▶ _Exercise prompt_: Restate word for word the lines in the listing below, starting at the line containing "mowed grass stripe." and ending at the line containing "the blue banner.", both included; leave out the rest.

▶ _Records for the exercise_:
________________
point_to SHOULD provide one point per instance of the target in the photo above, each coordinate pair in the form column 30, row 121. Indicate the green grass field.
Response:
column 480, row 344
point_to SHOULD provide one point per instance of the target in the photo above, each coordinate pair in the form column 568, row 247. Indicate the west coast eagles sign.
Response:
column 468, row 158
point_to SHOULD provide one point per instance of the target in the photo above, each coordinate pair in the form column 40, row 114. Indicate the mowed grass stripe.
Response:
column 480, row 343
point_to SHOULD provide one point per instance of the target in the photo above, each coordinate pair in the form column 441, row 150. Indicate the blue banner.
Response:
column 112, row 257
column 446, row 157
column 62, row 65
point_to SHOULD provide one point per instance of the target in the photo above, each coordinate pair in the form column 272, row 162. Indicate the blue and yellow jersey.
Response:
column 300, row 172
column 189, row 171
________________
▶ _Answer to this task_:
point_to SHOULD provide one point per instance of the target in the photo above, each coordinate pair in the form column 40, row 114. Indicate the mowed grass stripe.
Response:
column 480, row 343
point_to SHOULD provide one point per instance of the target in the photo above, each coordinate pair in the form column 441, row 150. Indicate the blue banner.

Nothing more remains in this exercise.